[Source extract]
= = = = = = =

THE TAKE AWAY
What does God teach us through animals?
By Kersley Fitzgerald
I am the chagrined owner of The World's Most Neurotic Dog ™. For the first two years of her life with us, whenever we asked her to do something, she'd pee. Up to and including getting off the couch. And, yes, she'd pee before she actually got off the couch. It got to the point where we put in a baby-gate so she couldn't leave the hardwood floor in the kitchen. And we'd ask JT to get her to do stuff, because apparently a 9-yo is less intimidating.
She's also afraid of stairs. After a year and a half, she learned to manage the four steps from the garage to the kitchen with minimal drama, but she still can't bring herself to climb up to the second floor or down to the basement. And, yes, the second floor and the basement are the only floors in the house with showers. So, to bathe her, we have three options: wait until the weather's warm and wash her in the backyard with the hose, pay for grooming, or carry her downstairs, wash her in the shower, carry her upstairs, and then get out the carpet cleaner because the terror of being in the basement has caused her to pee.
Six times.

= = = = = = =

[Data segment]
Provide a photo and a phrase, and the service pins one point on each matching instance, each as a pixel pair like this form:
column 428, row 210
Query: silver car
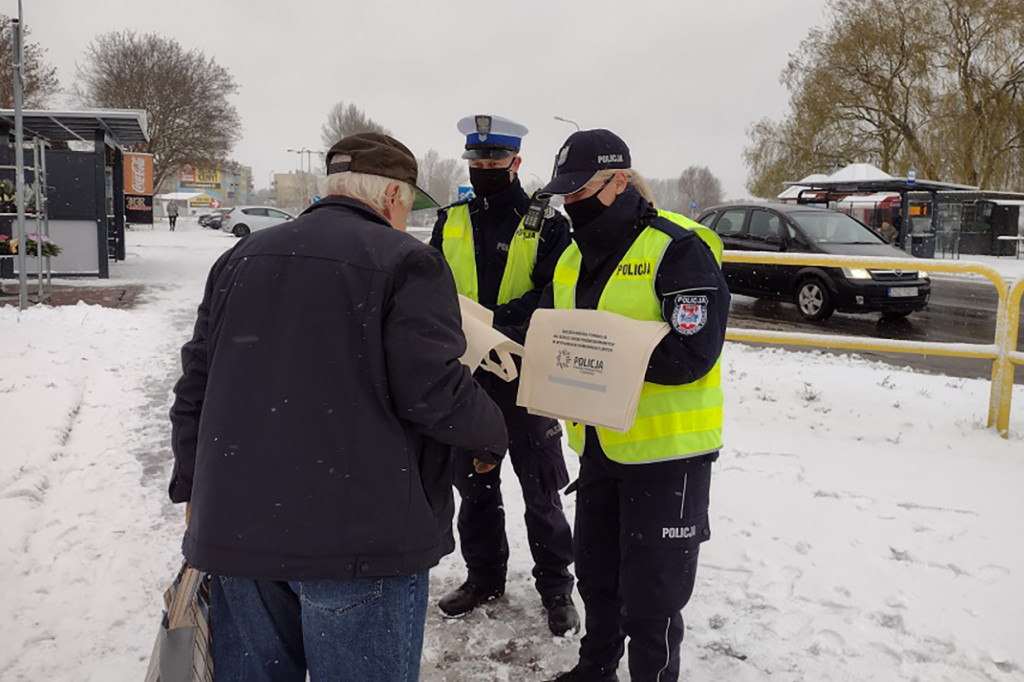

= = = = = = =

[Problem description]
Answer these questions using the article about the nervous dog:
1. What was installed to keep the dog from leaving the hardwood floor in the kitchen?
2. How many steps lead from the garage to the kitchen?
3. Which two floors of the house have showers?

[Right answer]
1. A baby-gate.
2. Four.
3. The second floor and the basement.